=== GIVEN PASSAGE ===

Nothing would have been more relaxing than having your dog buddy sit with you on a Saturday night in your front porch while both of you are delighting on beers or wine or anything boozy.


But please, hold that thought because you just may not know what alcohols can do to your best friend. You just may not know that you are giving your dog a lethal dose.

A case study by Carrie Lohmeyer-Mauzy, CVT, BS showed what happens when a dog ingests alcohol. As a result of the study, a 1-year-old dachshund which drank about seven ounces of mixed beverage containing whiskey began showing symptoms roughly 20 minutes after.

Some of these signs were depression, vomiting and hypothermia which normally indicates poisoning. In this case where alcohol is involved, the poisoning is called ethanol toxicosis.


So what is in beer that does bad to dogs?

The main ingredients of beer are starch sources (barley, wheat, maize etc.), yeast, hops, and water. Well, starch is good for their health as long as it does not become a major part of their diet since canines require meat on top of their food pyramid.

===

WORK INSTRUCTIONS>
**A)** In the passage about dogs and alcohol, how soon after drinking did the dachshund begin showing symptoms?
**B)** Please continue the passage about dogs and alcohol, picking up after its final sentence.

=== DATA PROVIDED ===

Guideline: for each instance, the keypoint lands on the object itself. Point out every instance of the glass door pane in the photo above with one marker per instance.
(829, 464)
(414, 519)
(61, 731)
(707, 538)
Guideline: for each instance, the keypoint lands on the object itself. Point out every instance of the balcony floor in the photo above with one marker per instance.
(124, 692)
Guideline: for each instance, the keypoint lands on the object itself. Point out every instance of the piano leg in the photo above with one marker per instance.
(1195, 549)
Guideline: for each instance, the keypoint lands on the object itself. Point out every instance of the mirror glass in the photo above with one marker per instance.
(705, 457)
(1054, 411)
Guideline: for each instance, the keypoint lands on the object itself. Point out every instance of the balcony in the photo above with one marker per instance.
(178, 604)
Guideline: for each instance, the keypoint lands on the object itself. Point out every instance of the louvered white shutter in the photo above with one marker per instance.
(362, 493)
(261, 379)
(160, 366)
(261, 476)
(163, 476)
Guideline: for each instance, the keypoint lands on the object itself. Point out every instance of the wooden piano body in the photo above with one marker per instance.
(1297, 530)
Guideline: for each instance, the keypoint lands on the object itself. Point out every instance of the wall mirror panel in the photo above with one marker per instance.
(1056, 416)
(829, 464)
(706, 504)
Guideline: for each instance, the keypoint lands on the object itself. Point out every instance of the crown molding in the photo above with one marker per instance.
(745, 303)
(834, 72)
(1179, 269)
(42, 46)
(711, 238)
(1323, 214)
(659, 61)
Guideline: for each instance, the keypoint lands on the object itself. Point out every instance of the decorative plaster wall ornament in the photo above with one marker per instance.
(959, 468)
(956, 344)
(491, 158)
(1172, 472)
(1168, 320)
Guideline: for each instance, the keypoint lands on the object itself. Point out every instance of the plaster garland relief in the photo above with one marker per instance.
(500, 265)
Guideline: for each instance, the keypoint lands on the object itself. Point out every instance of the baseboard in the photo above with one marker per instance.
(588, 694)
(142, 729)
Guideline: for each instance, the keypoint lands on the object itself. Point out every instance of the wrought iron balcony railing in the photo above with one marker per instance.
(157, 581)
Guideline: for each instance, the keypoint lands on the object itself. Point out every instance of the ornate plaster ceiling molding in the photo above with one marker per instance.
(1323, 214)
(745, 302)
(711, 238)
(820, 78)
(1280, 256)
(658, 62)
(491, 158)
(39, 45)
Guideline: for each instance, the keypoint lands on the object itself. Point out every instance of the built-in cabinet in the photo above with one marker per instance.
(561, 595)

===

ANSWERS FOR THE EXERCISE>
**A)** Roughly 20 minutes after drinking the mixed beverage.

**B)**
The only problem with starch is that it is the origin of the poison-making. When yeast is added to starch, the fermentation begins. Yeast breaks down the starch, which is a carbohydrate, into ethanol (alcohol) and carbon dioxide.

That is why when dogs consume foods with yeast content such as bread dough, they experience bloating, which would be painful.

The third ingredient, hops, are partly flowerlike, partly pinecone-looking green vine plants. Its role on beers is to provide that bitter taste to balance the sweetness of starch, which is actually a sugar. Also, hops improve the aroma of the beer.

For humans, this is like the highlight of the booze. This is where one of the flavor comes from.

But for dogs, it makes the poison more powerful. Our little buddies should be kept away from hops because either brewed or raw, they are completely toxic for them.

Lastly, we have water. What harm could it possibly have?

Nothing, except that it serves as the transport medium of the other three ingredients to the body cells.

With water, the three can easily merge and be absorbed by the body. It basically makes the poison more accessible.

With the combination of these four components, imagine what even a drop of beer could do to our buddies. They are much sensitive to alcohol that even the spilt booze on your floorings can harm them as soon as it touches their skin. Yes, it’s damaging both internally and externally so you better keep your beverage securely stored.

How about wine?

Well, wine also undergoes fermentation which has alcohol as its by-product so it is still a NO. Also, this beverage is made from grapes which is not a dog-friendly fruit.

Just like hops, fermented or raw, grapes have bad effects on a dog’s health. Cases on dogs ingesting any product made from grapes resulted in irregular urination and eventually to renal failure.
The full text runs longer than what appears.